### TEXTO EXTRAÍDO
Na realidade, naquela época, o meu incômodo estava na completa falta de delicadeza e na invasão por detrás de grande parte das palavras ditas em tom de contribuição. Percebi rapidinho que os olhos de muitos dos palpiteiros que estavam ao meu redor não passavam nem de longe por mim. Eram pessoas que me viam, mas simplesmente não me enxergavam. Pela primeira vez na vida, encarei situações de desconsideração total.
Essa sensação de invisibilidade me tomou em diversas circunstâncias. Foi ali, durante o puerpério, que conheci a crueldade das cobranças, dos julgamentos e da exclusão social e laboral que nossa sociedade como um todo impõe às mães, quando falamos em maternidade real. Pouco a pouco, conheci também a lamentável intolerância em relação às crianças, e experimentei os impactos disso também em mim.
Muito atenta a esse movimento em meu entorno, notei desde o princípio de onde também partiam os olhares de compreensão e respeito, os gestos de cuidado e de apoio genuínos, as conversas gentis e positivas. Não coincidentemente, vinham sempre de pessoas que, diante de mim, se colocavam no meu lugar. Creio que agiam assim porque já haviam vivenciado (ou estavam a vivenciar) a mesma experiência ou apenas porque, gentilmente, se dedicavam a imaginar a complexidade de tudo aquilo que inevitavelmente me envolvia. Logo reconheci a empatia como fonte poderosa de amparo e força.
Certa vez, tive a confirmação absoluta disso. Depois de um longo “episódio caos” com meus filhos (que, naquela fase, ainda eram dois bebês), minha mãe, em meio a risos de nervoso e alívio, me olhou nos olhos e disse: “só quem vive isso sabe como é.”. Naquele instante, senti exatamente o que precisava sentir para me acalmar, me recompor e seguir. Eu me senti profundamente acolhida.
E foi pela constante necessidade de acolhimento que, pouco a pouco, intuitivamente, fui me juntando a outras mães e estabelecendo relações de apoio mútuo. Nessa hora, vi um universo potente se escancarar à minha frente. Encantada, pude testemunhar mulheres unidas pelo propósito de se fortalecerem na comunhão de suas experiências, dispostas a serem escuta, colo e contribuição real. Aquela crença descabida que havia comprado sobre a convivência entre as mulheres se ruiu por inteiro.
Agora revendo a minha trajetória até aqui, diante de tantas desconstruções que a maternidade já me possibilitou realizar, sinto-me imensamente grata às mulheres ao meu redor pela oportunidade de ampliar o meu olhar e conhecer a verdadeira essência do feminino.
Hoje escrevo a convite de uma velha amiga, que ressurgiu na minha vida após também se tornar mãe. Lindo ver que nossos caminhos naturalmente se dissiparam e, anos depois, se reconectam em razão de ora sermos parte de uma mesma corrente de sororidade.

### O QUE FAZER
Liste tudo o que, segundo o texto sobre maternidade, partia das pessoas que se colocavam no lugar da narradora. As linhas abaixo formam um material independente do texto.

### EXTRATO DE DADOS
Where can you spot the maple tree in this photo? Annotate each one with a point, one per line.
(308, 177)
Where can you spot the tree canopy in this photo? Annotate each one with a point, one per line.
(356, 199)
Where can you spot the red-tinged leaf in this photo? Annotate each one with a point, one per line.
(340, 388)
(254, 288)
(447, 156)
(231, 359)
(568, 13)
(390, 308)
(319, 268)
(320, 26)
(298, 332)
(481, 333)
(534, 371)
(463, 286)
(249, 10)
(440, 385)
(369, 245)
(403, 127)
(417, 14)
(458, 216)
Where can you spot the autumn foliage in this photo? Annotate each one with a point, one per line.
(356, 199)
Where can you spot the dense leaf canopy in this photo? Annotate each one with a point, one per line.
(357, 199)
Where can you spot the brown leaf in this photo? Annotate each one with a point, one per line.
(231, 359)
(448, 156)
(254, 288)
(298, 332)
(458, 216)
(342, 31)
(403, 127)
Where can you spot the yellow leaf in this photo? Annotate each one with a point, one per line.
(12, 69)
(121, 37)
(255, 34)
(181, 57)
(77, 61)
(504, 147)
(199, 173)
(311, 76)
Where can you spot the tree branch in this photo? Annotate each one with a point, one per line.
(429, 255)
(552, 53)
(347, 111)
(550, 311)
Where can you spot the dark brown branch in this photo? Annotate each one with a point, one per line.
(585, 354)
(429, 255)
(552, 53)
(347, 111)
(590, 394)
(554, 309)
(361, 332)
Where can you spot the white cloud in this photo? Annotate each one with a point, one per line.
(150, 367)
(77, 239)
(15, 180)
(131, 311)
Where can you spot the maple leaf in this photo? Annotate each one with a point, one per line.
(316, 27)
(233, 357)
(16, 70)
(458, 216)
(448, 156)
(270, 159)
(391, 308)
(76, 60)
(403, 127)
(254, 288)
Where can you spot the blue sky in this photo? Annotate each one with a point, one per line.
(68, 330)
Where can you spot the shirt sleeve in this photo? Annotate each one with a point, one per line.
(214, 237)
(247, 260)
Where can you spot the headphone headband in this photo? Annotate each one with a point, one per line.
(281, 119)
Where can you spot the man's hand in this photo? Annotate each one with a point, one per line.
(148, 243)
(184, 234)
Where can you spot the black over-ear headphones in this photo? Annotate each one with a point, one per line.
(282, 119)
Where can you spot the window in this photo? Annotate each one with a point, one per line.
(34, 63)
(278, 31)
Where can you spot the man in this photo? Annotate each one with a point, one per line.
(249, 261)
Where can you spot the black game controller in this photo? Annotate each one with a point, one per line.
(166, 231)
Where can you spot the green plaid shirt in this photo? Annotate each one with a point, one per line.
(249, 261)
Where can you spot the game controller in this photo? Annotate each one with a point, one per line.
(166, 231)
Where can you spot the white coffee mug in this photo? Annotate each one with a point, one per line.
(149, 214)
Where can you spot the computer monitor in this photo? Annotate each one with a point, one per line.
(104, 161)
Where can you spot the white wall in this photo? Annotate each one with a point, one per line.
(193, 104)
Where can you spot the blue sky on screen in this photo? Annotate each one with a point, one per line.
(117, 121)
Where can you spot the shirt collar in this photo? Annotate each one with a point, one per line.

### SOLUÇÃO
- os olhares de compreensão e respeito
- os gestos de cuidado e de apoio genuínos
- as conversas gentis e positivas